╔══

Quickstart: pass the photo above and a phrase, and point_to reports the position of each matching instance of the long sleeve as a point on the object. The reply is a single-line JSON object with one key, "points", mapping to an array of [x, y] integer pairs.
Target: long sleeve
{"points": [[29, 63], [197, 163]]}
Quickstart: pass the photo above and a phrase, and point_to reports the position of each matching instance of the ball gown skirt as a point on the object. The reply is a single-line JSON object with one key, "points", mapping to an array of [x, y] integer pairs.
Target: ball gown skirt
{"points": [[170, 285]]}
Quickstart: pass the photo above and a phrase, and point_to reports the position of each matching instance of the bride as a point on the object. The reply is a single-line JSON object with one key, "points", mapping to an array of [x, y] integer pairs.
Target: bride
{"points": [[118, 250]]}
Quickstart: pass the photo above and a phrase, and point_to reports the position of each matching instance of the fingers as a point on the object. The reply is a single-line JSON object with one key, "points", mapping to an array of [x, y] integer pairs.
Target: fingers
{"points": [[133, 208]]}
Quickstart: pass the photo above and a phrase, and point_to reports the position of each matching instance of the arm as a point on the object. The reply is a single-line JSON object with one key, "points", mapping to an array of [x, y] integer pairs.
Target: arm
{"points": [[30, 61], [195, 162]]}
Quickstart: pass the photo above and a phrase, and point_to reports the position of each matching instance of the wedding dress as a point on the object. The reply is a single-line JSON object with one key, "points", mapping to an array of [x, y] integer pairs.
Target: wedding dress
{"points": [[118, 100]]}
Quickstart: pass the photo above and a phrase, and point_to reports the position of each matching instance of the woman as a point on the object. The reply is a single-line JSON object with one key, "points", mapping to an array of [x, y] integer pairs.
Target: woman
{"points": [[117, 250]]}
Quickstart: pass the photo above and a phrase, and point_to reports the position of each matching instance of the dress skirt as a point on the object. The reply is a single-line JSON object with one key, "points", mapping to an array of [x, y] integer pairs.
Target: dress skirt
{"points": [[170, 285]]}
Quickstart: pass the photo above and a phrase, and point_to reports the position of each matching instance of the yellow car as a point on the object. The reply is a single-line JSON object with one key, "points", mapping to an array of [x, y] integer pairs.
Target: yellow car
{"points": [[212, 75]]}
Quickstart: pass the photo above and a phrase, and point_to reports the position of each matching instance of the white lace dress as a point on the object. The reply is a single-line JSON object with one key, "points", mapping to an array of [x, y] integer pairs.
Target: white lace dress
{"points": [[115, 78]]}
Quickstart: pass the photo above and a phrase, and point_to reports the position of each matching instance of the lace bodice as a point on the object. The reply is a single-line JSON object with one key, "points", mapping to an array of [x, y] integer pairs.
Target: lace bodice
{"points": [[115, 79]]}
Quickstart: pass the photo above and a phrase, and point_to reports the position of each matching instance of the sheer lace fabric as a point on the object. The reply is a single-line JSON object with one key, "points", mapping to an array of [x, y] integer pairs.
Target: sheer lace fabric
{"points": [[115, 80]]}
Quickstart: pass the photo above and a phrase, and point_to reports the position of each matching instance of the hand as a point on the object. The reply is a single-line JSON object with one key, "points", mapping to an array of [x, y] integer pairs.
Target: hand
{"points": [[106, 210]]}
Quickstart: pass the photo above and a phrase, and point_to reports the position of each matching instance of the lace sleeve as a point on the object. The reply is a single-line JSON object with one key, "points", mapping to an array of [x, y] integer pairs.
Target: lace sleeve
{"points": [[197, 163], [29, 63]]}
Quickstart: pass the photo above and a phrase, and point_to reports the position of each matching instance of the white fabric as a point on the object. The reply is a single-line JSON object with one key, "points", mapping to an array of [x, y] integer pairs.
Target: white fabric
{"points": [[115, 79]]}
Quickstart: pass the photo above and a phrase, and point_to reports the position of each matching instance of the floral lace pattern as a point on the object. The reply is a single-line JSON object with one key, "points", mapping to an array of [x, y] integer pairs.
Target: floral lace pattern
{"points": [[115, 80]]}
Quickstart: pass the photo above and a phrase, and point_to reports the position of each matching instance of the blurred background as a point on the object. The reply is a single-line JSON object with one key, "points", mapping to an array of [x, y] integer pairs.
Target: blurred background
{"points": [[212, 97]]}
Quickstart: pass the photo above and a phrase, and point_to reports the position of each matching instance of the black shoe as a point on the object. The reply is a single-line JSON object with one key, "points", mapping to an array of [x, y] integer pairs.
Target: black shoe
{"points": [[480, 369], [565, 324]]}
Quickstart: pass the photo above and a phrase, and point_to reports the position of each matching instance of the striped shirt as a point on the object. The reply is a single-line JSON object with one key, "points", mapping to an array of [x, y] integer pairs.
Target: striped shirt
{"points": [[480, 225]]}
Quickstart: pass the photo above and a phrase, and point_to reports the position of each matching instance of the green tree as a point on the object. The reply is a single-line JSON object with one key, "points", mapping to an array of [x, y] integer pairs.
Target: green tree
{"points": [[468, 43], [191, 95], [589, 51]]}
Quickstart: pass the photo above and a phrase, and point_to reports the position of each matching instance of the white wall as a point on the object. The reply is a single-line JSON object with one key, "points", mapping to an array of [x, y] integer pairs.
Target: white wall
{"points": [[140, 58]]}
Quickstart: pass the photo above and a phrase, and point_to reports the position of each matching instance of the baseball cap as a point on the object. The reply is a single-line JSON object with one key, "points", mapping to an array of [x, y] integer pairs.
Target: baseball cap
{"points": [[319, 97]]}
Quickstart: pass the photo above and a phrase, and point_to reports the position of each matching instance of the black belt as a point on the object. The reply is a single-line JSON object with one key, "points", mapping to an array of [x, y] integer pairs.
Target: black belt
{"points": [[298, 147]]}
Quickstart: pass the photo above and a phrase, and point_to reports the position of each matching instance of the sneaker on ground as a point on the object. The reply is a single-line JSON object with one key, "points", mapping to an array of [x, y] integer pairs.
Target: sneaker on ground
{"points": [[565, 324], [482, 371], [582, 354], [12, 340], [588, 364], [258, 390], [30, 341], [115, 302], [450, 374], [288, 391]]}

╚══

PROBLEM STATEMENT: Copy the whole listing out exactly, so that every line matches what is above.

RESPONSE TO THE EXERCISE:
Quickstart: pass the photo above and a phrase, and point_to reports the position of each matching instance of the long sleeve as a point on the object. The reply is a single-line JSON object with one key, "points", mapping to an array of [x, y] integer pairs.
Target: long sleeve
{"points": [[29, 63], [197, 163]]}
Quickstart: pass the photo above and a phrase, and point_to reports the position of each matching instance of the ball gown skirt as a point on the object. The reply is a single-line JSON object with one key, "points", mapping to an array of [x, y] integer pairs.
Target: ball gown skirt
{"points": [[170, 285]]}
Quickstart: pass the photo above and a phrase, and point_to reports the position of each matching instance of the bride as a point on the object. The reply is a single-line JSON object with one key, "points", mapping to an array of [x, y] integer pairs.
Target: bride
{"points": [[118, 250]]}
Quickstart: pass the photo above and a phrase, and point_to reports the position of each matching instance of the fingers as a point on the object. The reply is a single-line JSON object with one key, "points", mapping to an array of [x, y] integer pairs.
Target: fingers
{"points": [[133, 208]]}
Quickstart: pass the photo above and a phrase, and point_to reports the position of each matching instance of the arm as a point on the object. The reply is a single-line JSON object with one key, "points", mapping to an array of [x, y] integer pairs.
Target: arm
{"points": [[30, 61], [195, 162]]}
Quickstart: pass the photo above and a phrase, and point_to reports the position of each matching instance of the wedding dress as a point on the object. The reply is a single-line JSON object with one key, "points", mapping to an array of [x, y] integer pairs.
Target: wedding dress
{"points": [[118, 100]]}
Quickstart: pass the photo above and a phrase, and point_to reports the position of each matching instance of the woman as a point on the object. The reply is a single-line JSON object with one key, "points", mapping to an array of [x, y] integer pairs.
Target: woman
{"points": [[117, 250]]}
Quickstart: pass the photo above and a phrase, and point_to reports the position of each matching instance of the dress skirt as a point on the object. The reply is a single-line JSON object with one key, "points", mapping to an array of [x, y] integer pairs.
Target: dress skirt
{"points": [[170, 285]]}
Quickstart: pass the photo above and a phrase, and point_to reports the position of each matching instance of the yellow car as a point on the object. The reply is a single-line JSON object with one key, "points", mapping to an array of [x, y] integer pairs.
Target: yellow car
{"points": [[212, 75]]}
Quickstart: pass the photo above and a phrase, and point_to reports the position of each matching instance of the white lace dress as a point on the object. The reply is a single-line JSON object with one key, "points", mapping to an array of [x, y] integer pairs.
Target: white lace dress
{"points": [[115, 78]]}
Quickstart: pass the photo above and a phrase, and point_to reports the position of each matching instance of the lace bodice as a point on the object. The reply is a single-line JSON object with one key, "points", mapping to an array of [x, y] integer pairs.
Target: lace bodice
{"points": [[115, 79]]}
Quickstart: pass the photo above and a phrase, and point_to reports the position of each matching instance of the sheer lace fabric as a point on the object. The reply is a single-line JSON object with one key, "points", mapping to an array of [x, y] integer pairs.
Target: sheer lace fabric
{"points": [[115, 80]]}
Quickstart: pass the photo above and a phrase, and point_to reports the position of each matching instance of the hand as a point on the object. The reply is a single-line JSON object with one key, "points", mapping to an array of [x, y] integer pairs.
Target: hand
{"points": [[106, 210]]}
Quickstart: pass the photo above and a phrase, and point_to reports the position of each matching instance of the lace sleeve as a point on the object. The reply is a single-line JSON object with one key, "points", mapping to an array of [x, y] integer pairs.
Target: lace sleeve
{"points": [[197, 163], [29, 63]]}
Quickstart: pass the photo above and a phrase, and point_to reports the position of each matching instance of the white fabric as a point on the object. The reply is a single-line JSON object with one key, "points", mapping to an array of [x, y] integer pairs.
Target: white fabric
{"points": [[115, 79]]}
Quickstart: pass the photo above and a phrase, and point_to reports the position of each matching instance of the floral lace pattern as a point on the object. The reply is a single-line JSON object with one key, "points", mapping to an array of [x, y] integer pairs.
Target: floral lace pattern
{"points": [[115, 80]]}
Quickstart: pass the photo above and a phrase, and point_to reports the position of each matching instance of the blurred background as a point on the object. The reply is a single-line JSON object with one key, "points", mapping to an array of [x, y] integer pairs.
Target: blurred background
{"points": [[212, 97]]}
Quickstart: pass the photo above and a phrase, and point_to reports the position of each matching instance of the black shoe as a point on the object. The reply is a single-line JSON object with one key, "points", mapping to an array of [x, y] integer pairs.
Target: black shoe
{"points": [[480, 369], [565, 324]]}
Quickstart: pass the photo above and a phrase, and point_to reports the position of each matching instance of the striped shirt as a point on the object. The reply is a single-line JSON object with one key, "points", mapping to an array of [x, y] integer pairs.
Target: striped shirt
{"points": [[480, 225]]}
Quickstart: pass the photo above and a phrase, and point_to reports the position of each matching instance of the green tree as a point on the object. The reply is a single-line JSON object with one key, "points", mapping to an array of [x, y] integer pairs.
Target: green tree
{"points": [[468, 43], [191, 95], [589, 51]]}
Quickstart: pass the photo above and a phrase, and point_to reports the position of each matching instance of the white wall as a point on the object. The reply is a single-line JSON object with one key, "points", mapping to an array of [x, y] integer pairs.
Target: white wall
{"points": [[140, 58]]}
Quickstart: pass the photo above and a phrase, and point_to reports the position of each matching instance of the baseball cap as a point on the object. The reply is a single-line JSON object with one key, "points", mapping to an array of [x, y] integer pairs.
Target: baseball cap
{"points": [[319, 97]]}
Quickstart: pass the photo above and a phrase, and point_to reports the position of each matching instance of the black belt as a point on the object. The reply is a single-line JSON object with one key, "points", mapping to an array of [x, y] integer pairs.
Target: black belt
{"points": [[298, 147]]}
Quickstart: pass the photo above and a phrase, and point_to reports the position of each matching instance of the sneaker on ground as a point on the object. The reply is a single-line JSON object with one key, "points", mapping to an array of [x, y] integer pairs.
Target: sneaker on ground
{"points": [[565, 324], [482, 371], [582, 354], [12, 340], [588, 364], [258, 390], [30, 341], [115, 302], [450, 374], [288, 391]]}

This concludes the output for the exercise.